## ENTRIES SHOWN
= = =

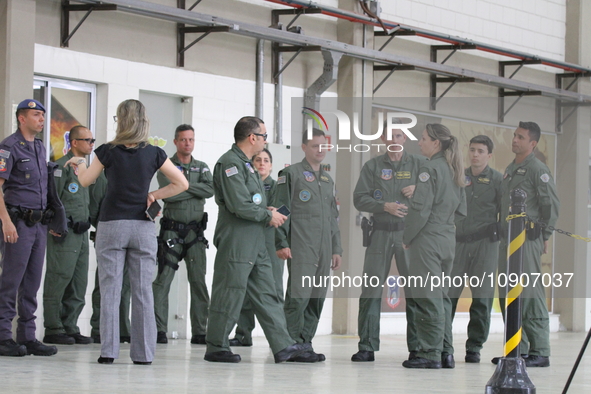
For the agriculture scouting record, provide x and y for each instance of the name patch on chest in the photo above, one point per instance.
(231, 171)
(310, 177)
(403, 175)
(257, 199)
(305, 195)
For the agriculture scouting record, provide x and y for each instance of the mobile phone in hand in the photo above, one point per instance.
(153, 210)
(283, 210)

= = =

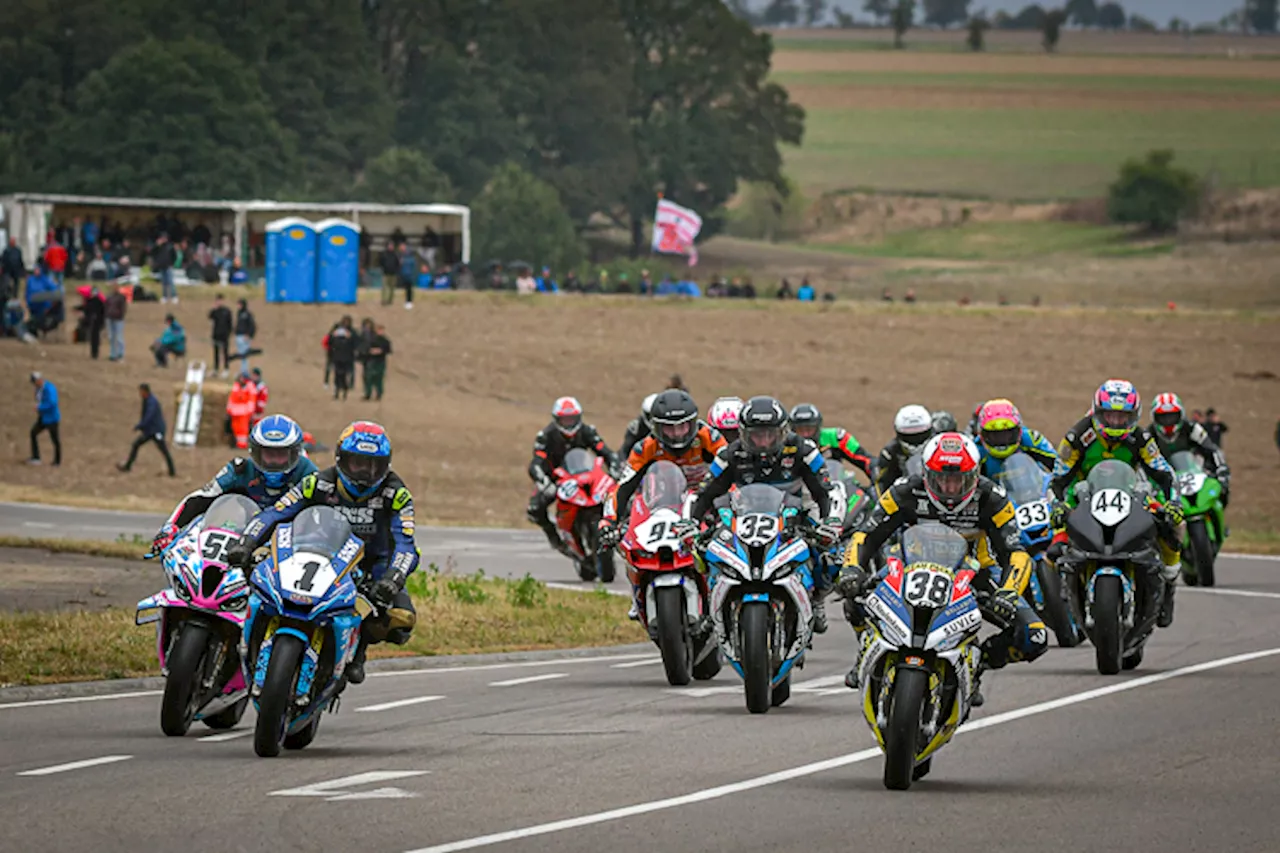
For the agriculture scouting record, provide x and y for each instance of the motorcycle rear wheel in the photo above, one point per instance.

= = =

## DIRECTION
Pick out every line above that contains the word "chest" and copy each one in full. Case counts.

## ANSWER
For the agriculture scouting record, provide x and y for each instance of the name patch on chest in the photo above, one point per instance.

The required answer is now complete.